Exercise » Give back the data below word for word. Any image in it should be left out.

───── Data for this task

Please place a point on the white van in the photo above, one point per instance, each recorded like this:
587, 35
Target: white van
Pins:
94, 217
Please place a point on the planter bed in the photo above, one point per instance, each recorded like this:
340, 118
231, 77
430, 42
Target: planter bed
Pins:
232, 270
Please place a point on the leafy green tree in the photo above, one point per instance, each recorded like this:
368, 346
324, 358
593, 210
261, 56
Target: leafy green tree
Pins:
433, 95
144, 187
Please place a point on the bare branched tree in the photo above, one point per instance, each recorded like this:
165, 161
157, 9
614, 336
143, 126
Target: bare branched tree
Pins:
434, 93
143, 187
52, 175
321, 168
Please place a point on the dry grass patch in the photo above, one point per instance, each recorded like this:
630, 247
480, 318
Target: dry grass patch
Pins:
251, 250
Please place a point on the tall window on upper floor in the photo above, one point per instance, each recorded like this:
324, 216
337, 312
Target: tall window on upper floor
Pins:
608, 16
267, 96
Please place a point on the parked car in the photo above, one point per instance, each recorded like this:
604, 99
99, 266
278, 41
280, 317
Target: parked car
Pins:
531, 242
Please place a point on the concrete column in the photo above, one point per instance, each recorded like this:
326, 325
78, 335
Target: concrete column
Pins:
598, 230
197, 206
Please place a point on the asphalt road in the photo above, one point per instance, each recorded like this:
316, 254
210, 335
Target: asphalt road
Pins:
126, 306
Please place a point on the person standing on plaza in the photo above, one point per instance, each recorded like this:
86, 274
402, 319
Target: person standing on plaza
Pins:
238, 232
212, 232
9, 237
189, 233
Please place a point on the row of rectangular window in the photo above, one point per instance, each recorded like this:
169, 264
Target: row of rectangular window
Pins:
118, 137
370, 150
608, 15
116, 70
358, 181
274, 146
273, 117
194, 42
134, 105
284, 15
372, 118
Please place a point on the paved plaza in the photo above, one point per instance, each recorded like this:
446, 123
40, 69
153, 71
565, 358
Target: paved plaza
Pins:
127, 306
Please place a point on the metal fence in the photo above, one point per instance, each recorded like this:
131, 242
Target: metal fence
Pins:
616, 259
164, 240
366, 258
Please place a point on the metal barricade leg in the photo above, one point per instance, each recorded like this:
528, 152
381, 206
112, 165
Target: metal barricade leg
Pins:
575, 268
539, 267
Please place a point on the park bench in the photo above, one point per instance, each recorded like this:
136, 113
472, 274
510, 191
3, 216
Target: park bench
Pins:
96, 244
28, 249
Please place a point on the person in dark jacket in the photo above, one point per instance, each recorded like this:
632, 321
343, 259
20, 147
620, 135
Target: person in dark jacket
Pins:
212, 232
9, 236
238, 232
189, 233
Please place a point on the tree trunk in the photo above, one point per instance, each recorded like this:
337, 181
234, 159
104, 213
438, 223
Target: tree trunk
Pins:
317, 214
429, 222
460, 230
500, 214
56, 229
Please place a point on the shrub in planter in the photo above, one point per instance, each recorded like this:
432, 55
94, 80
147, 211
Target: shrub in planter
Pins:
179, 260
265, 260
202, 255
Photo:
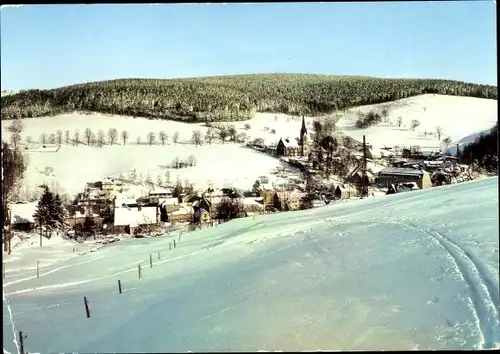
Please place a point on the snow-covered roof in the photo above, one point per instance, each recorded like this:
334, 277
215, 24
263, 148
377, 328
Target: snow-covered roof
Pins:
183, 210
22, 213
160, 191
250, 201
400, 171
133, 216
119, 201
168, 201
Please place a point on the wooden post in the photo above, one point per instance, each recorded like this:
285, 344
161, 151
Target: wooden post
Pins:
21, 343
87, 311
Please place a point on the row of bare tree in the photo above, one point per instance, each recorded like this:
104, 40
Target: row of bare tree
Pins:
112, 137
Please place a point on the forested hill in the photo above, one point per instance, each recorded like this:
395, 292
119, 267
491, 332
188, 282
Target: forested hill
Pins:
228, 97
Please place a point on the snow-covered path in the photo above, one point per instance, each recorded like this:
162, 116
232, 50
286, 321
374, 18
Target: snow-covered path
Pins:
414, 270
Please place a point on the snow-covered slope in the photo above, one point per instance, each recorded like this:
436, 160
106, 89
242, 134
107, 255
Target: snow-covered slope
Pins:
412, 270
458, 117
71, 166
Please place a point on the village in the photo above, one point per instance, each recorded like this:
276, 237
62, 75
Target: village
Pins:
334, 168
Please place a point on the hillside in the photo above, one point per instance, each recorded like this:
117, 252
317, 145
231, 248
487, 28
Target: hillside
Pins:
227, 98
307, 280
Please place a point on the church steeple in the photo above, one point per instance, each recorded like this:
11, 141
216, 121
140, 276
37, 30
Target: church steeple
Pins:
303, 130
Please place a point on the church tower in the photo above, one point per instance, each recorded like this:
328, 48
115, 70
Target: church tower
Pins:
303, 138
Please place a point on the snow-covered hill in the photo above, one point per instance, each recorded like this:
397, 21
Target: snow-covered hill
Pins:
458, 117
407, 271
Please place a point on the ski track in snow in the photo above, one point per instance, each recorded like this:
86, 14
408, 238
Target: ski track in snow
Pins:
53, 271
484, 294
11, 321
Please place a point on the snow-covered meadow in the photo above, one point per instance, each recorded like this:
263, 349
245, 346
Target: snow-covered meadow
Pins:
460, 118
415, 270
70, 166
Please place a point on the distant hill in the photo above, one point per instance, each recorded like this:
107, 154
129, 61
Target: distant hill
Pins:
225, 98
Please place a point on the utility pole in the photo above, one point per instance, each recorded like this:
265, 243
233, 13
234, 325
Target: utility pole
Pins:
364, 178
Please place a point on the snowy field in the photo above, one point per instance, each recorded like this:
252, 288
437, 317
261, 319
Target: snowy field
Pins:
415, 270
459, 118
223, 165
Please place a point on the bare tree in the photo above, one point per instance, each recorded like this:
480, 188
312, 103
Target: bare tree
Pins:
43, 138
59, 136
100, 139
196, 138
191, 160
16, 126
76, 138
88, 135
223, 134
175, 137
112, 136
159, 180
439, 132
385, 114
151, 138
414, 124
232, 133
13, 168
163, 137
124, 135
15, 139
210, 135
241, 137
447, 142
66, 137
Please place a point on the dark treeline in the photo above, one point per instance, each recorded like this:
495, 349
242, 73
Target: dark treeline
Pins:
227, 98
484, 150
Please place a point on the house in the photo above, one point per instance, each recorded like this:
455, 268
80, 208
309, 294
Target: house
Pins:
294, 146
183, 215
391, 175
21, 216
290, 200
130, 218
254, 205
342, 192
356, 176
157, 194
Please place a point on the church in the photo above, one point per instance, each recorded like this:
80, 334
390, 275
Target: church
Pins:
294, 146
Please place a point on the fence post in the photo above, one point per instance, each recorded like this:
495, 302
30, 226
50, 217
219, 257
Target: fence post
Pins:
21, 342
87, 311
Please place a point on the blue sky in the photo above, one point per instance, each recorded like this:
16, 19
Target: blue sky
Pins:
46, 46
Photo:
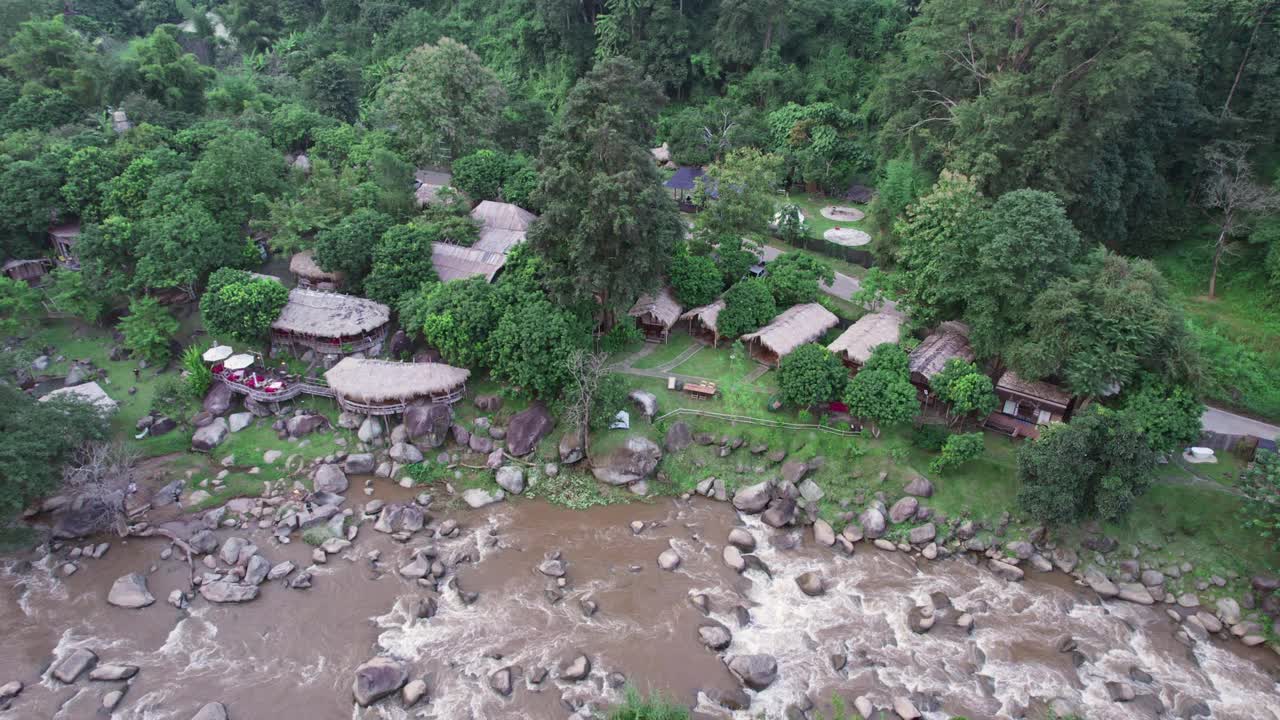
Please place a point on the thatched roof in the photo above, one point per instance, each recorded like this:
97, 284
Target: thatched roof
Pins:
705, 314
503, 215
931, 355
661, 305
498, 240
794, 327
304, 265
87, 392
868, 333
456, 263
384, 381
329, 314
1013, 383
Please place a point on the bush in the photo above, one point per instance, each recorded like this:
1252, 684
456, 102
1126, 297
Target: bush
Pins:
621, 335
929, 437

──────────

Exercise output »
Please place a point on the white van in the photo above, one point per instance, each recorded like this:
587, 35
Target: white van
Pins:
94, 217
Please place a point on the planter bed in the photo above, one point per instance, each recorded like this:
340, 118
231, 77
430, 42
Target: planter bed
Pins:
232, 270
Please place a point on the leafy green tree in the photo above, one point per instance, each recorded like this:
368, 346
324, 358
593, 210
261, 56
Target: leafy green tree
Pins:
433, 95
144, 187
Please place a point on the bare branched tree in the photo above, one point per instance, each recorded like this:
165, 161
157, 9
614, 336
143, 126
Target: bare branched tree
Pins:
434, 93
143, 187
52, 175
321, 168
Please place a point on the dry grass patch in the photo above, one point per instance, each recorded like this:
630, 247
480, 318
Target: dry grass patch
Pins:
251, 250
Please place a point on the tall window on upper floor in the photo above, one point per instance, each recorded like this:
324, 216
337, 312
Target: tall window on upper floor
Pins:
608, 16
267, 96
Please place a point on the parked car in the photo above, one point per instance, each recorded like this:
604, 99
99, 266
278, 41
280, 317
Target: parked car
Pins:
531, 242
Please place a point on the concrete column in the photo above, one point per instance, each recorded like this:
326, 325
78, 335
Target: concrete column
Pins:
598, 230
197, 206
Please place a point on the asphalt road in the photo above, one point per instance, each recorded like this:
316, 254
210, 335
Target: asphalt road
Pins:
126, 306
Please place a point on the person standing on plaza in the photo above, one point per instance, each recorded like this:
86, 274
402, 319
Target: person standing on plaza
Pins:
238, 232
212, 232
9, 237
189, 233
Please place a point on the row of rectangular window in the photo above, one point per instance, each recorded like this:
169, 264
Target: row of rectangular window
Pins:
118, 137
370, 150
608, 15
116, 70
358, 181
274, 146
273, 117
194, 42
134, 105
284, 15
372, 118
Please place a point on the paved plaza in the photo above, one point per instance, each recorded like this:
446, 123
40, 69
153, 71
565, 358
Target: paved plaza
Pins:
127, 306
Please place a point on the metal fence in the photo above, one point per instance, each recorded like this:
131, 242
Target: metal fence
Pins:
616, 259
164, 240
366, 258
Please place a point on the metal barricade leg in the photo above, one point per instance, each recorded like this:
528, 152
381, 206
112, 165
Target: metal barricade leg
Pins:
575, 268
539, 267
Please place a point on the park bench in the photo above, one point per instance, each recorded like this:
136, 113
472, 274
510, 191
3, 216
Target: park bench
Pins:
96, 244
28, 249
Please place a point on the person in dark jacket in the photo above, one point per instance, each recorded like this:
632, 321
343, 259
20, 147
620, 135
Target: person in dark jacket
Pins:
212, 232
9, 236
238, 232
189, 233
Please place a point on the tree trunk in the photo above, one point per instance, each recorded like this:
337, 181
234, 159
104, 213
438, 223
Target: tree trunk
Pins:
317, 214
429, 222
460, 230
500, 214
56, 229
Please place a point on the shrub in planter in the photo above, one point per instance, each recorded like this:
432, 55
94, 80
147, 211
Target: shrub in planter
Pins:
179, 260
265, 260
202, 255
Photo:
Please place a point on the snow-covered roof in the photo above, one point per instance, each recorded like this:
334, 277
215, 24
263, 148
377, 328
Target: snow-covered roof
Pins:
183, 210
22, 213
160, 191
250, 201
400, 171
133, 216
119, 201
168, 201
Please place a point on the wooden post in the photo above, one point per instance, each recorded like this:
285, 344
161, 151
Target: wooden post
Pins:
21, 343
87, 311
Please place a point on the row of bare tree in the photo above, one point per instance, each recorded like this:
104, 40
Target: row of bare tree
Pins:
112, 137
Please place a point on the forested hill in the photo above, one point per instance, each recorded like this:
395, 292
119, 267
491, 332
188, 282
Target: forested hill
Pins:
228, 97
Please place a point on the snow-covered path in the photo above, one point per instance, each recorded like this:
162, 116
232, 50
286, 321
374, 18
Target: snow-covered path
Pins:
414, 270
Please place a point on the snow-covered slope in the photo above, one point per instance, each recorded like this:
436, 160
106, 89
242, 134
107, 255
Target: snow-covered slope
Pins:
412, 270
458, 117
71, 166
Please place a point on the village in the photo above, one point per instance, each recorded like this:
276, 237
62, 75
Target: village
Pins:
334, 168
Please place a point on the hillside in the photo above, one point per instance, each recorded like this:
117, 252
317, 145
231, 248
487, 28
Target: hillside
Pins:
227, 98
307, 280
Please place a point on the church steeple in the photo above, one point per instance, each recorded like this:
11, 141
216, 121
140, 276
37, 30
Target: church steeple
Pins:
303, 130
Please place a point on the church tower in the photo above, one point per instance, each recorded like this:
328, 48
115, 70
Target: church tower
Pins:
303, 138
Please place a point on the snow-covered hill in the photo above, one point per instance, each recorded like this:
397, 21
Target: snow-covered hill
Pins:
458, 117
407, 271
Please place a point on the ski track in snow in the photo above, one point per instance, each recorded like this:
86, 14
408, 238
Target: ski track in snow
Pins:
53, 271
484, 294
11, 321
Please place a point on the snow-covered meadow in the photo above, one point per instance, each recorded like this:
263, 349
245, 346
Target: snow-covered meadow
Pins:
460, 118
415, 270
70, 166
Please place a point on the distant hill in the photo above, one point per instance, each recorded like this:
107, 154
129, 61
Target: distant hill
Pins:
225, 98
Please place a point on the utility pole in the photo above, one point per instance, each recorded like this:
265, 243
233, 13
234, 325
Target: utility pole
Pins:
364, 178
Please place a point on the snowy field in the photo above, one point per instance, each recorded like this:
252, 288
437, 317
261, 319
Target: snowy field
Pins:
415, 270
459, 118
223, 165
Please place a point on the bare tree in the photo above, one point per instance, each recorded like this:
480, 188
312, 103
Target: bare tree
Pins:
43, 138
59, 136
100, 139
196, 138
191, 160
16, 126
76, 138
88, 135
223, 134
175, 137
112, 136
159, 180
439, 132
385, 114
151, 138
414, 124
232, 133
13, 168
163, 137
124, 135
15, 139
210, 135
241, 137
447, 142
66, 137
Please place a point on the dark treeline in the photo above, one point per instance, each recorded like this:
495, 349
242, 73
Target: dark treeline
Pins:
227, 98
484, 150
Please place a point on the house in the photo above, one point per instance, each recorded like this:
455, 268
80, 208
309, 294
Target: house
Pins:
294, 146
183, 215
391, 175
21, 216
290, 200
130, 218
254, 205
342, 192
356, 176
157, 194
Please place a point on the church in the photo above, one point per instance, each recorded like this:
80, 334
390, 275
Target: church
Pins:
294, 146
Please place a point on the fence post in the photo above, one point per instance, each recorded like this:
495, 302
30, 226
50, 217
219, 257
Target: fence post
Pins:
21, 342
87, 311
Please place a point on the blue sky in the photo above, one point per instance, each recorded like this:
16, 19
Target: blue sky
Pins:
46, 46
Photo:
Please place a point on the thatched roof in the photo above, one point per instance, each recorded like this:
97, 284
Target: thatched roof
Pins:
705, 314
503, 215
931, 355
661, 305
498, 240
794, 327
304, 265
87, 392
868, 333
456, 263
384, 381
329, 314
1013, 383
Please place a point on the bush in the photo above, one point per instance, each recorded like this:
1252, 684
456, 102
1126, 297
Target: bush
Pins:
621, 335
929, 437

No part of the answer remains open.